● DOCUMENT SECTION:
And yes, so I did it!

Applied for Civil Engineering and Economics in NUS as my first choice. And Mathematics and Economics in NTU.

Shall apply for their scholarship programmes next week!

I'm a happy man. =]

Substitutes.

Who are my substitutes. Who are not.

Who am I substitute of. Who am I not.

Which is the real me. Which is not.

Which of you is true to me. Which is not.

Saturday, March 6, 2010

Results (2)

Zzz. I realize everyone's getting about the same kind of result as me.

Haiz. I wanna do so many things, but I'm neither here nor there.

I'm just so common among the others. And I'm at the rock bottom when placed among the elites.

I wanna pursue my dreams; but will I be given that kind of chances? Or have my luck been used up already? On top of that, do I have that kind of caliber?

Haiz. I'm not trying to say that having good results is bad, nor am I saying that it's useless. I've accepted it gracefully, and thanked all that had given me the well wishes. But I think every man is greedy. We all want more out of what we have.

I wanna do more; and I think I need more.

I am happy, not because I get the desired score, but because I got more than what I intended to get, which is less of what others expect. So, am I really glad about it?

I don't know the answer.

Looking all around, many are crying and regretting. So, do I really have the right or moral conscience to post out this entry?

I don't know what's right now. But I think I just wanna shout it out in this personal space of mine.

--

I want more. I surrender myself to the greed and indulge in the temptation to think that I could have done better. I want more.

And now I can only pray that what little I have with me now is enough to fulfill my greed, to allow myself to do much more, even if it's a mistake. Even if it's wrong.

Friday, March 5, 2010

Results.

Of course, I mean the big A.

I don't know what I should feel. I know I'm not exactly happy about it, because it's definitely not enough for me to get a good scholarship, which I need badly to finance my further studies.

● WHAT YOU WILL DO:
**1)** Quote the blog entry word for word, starting with "Haiz. I'm not" and going on through "space of mine.".
**2)** Put the listing into a numbered list, starting at its beginning and going on through the line with "<point>788,585</point>", both ends included. Leave out blank lines and the pictures.
The blog entry and the listing are unrelated to each other.

● DATA SECTION:
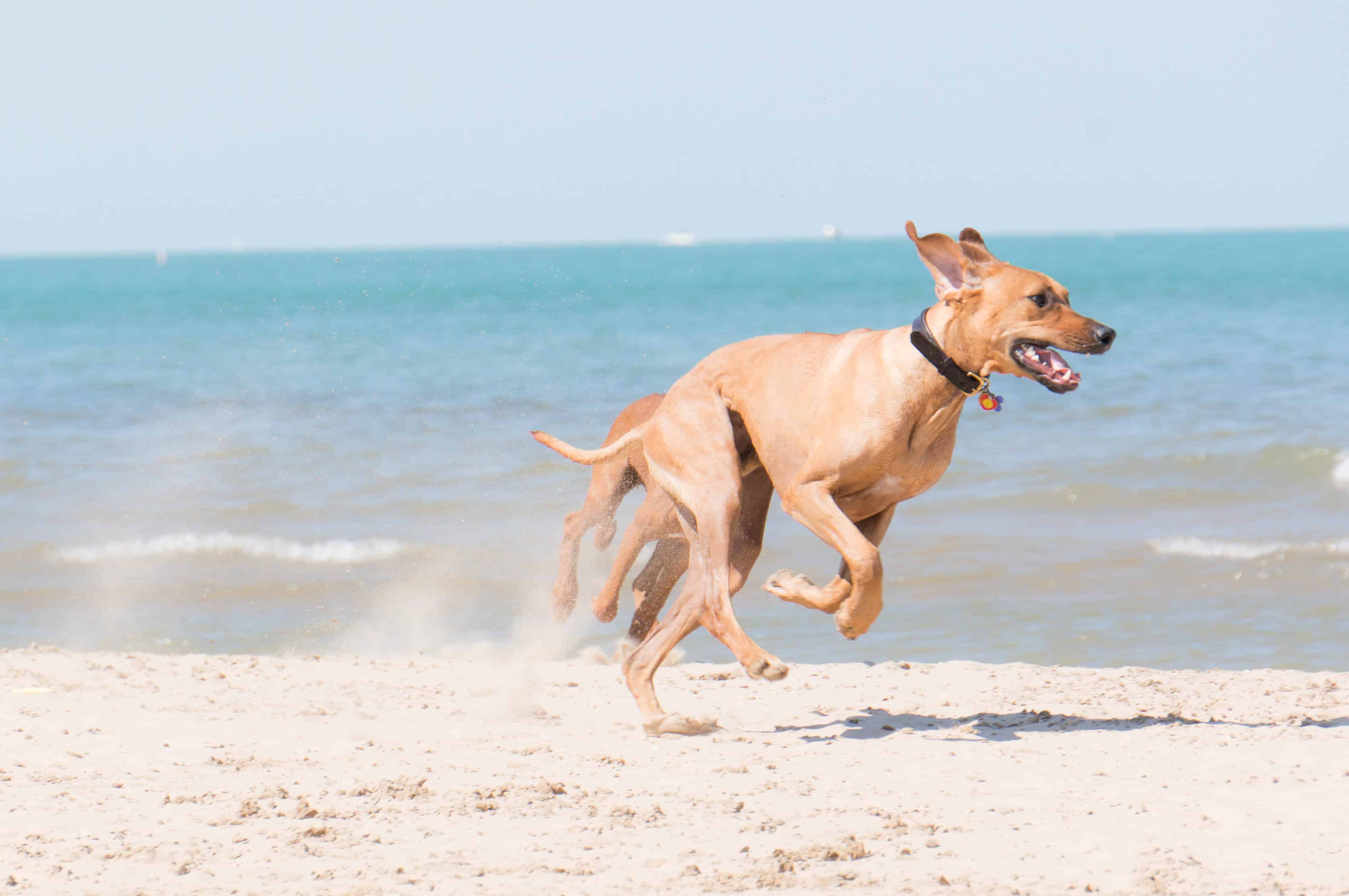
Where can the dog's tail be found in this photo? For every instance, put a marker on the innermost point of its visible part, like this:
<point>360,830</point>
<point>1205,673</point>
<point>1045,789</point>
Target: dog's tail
<point>598,456</point>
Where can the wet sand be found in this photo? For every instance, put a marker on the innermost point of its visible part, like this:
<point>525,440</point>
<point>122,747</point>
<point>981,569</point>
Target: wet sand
<point>191,774</point>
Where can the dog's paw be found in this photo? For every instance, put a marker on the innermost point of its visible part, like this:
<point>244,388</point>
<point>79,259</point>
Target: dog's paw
<point>767,667</point>
<point>852,627</point>
<point>605,608</point>
<point>676,724</point>
<point>788,585</point>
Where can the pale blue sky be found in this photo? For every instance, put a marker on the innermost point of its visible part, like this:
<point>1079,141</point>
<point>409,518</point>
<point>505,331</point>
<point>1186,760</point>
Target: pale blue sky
<point>127,127</point>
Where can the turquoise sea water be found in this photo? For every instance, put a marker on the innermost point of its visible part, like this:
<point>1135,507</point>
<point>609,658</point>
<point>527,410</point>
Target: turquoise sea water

● RESPONSES TO THE TASKS:
**1)**
Haiz. I'm not trying to say that having good results is bad, nor am I saying that it's useless. I've accepted it gracefully, and thanked all that had given me the well wishes. But I think every man is greedy. We all want more out of what we have.

I wanna do more; and I think I need more.

I am happy, not because I get the desired score, but because I got more than what I intended to get, which is less of what others expect. So, am I really glad about it?

I don't know the answer.

Looking all around, many are crying and regretting. So, do I really have the right or moral conscience to post out this entry?

I don't know what's right now. But I think I just wanna shout it out in this personal space of mine.

**2)**
1. Where can the dog's tail be found in this photo? For every instance, put a marker on the innermost point of its visible part, like this:
2. <point>360,830</point>
3. <point>1205,673</point>
4. <point>1045,789</point>
5. Target: dog's tail
6. <point>598,456</point>
7. Where can the wet sand be found in this photo? For every instance, put a marker on the innermost point of its visible part, like this:
8. <point>525,440</point>
9. <point>122,747</point>
10. <point>981,569</point>
11. Target: wet sand
12. <point>191,774</point>
13. Where can the dog's paw be found in this photo? For every instance, put a marker on the innermost point of its visible part, like this:
14. <point>244,388</point>
15. <point>79,259</point>
16. Target: dog's paw
17. <point>767,667</point>
18. <point>852,627</point>
19. <point>605,608</point>
20. <point>676,724</point>
21. <point>788,585</point>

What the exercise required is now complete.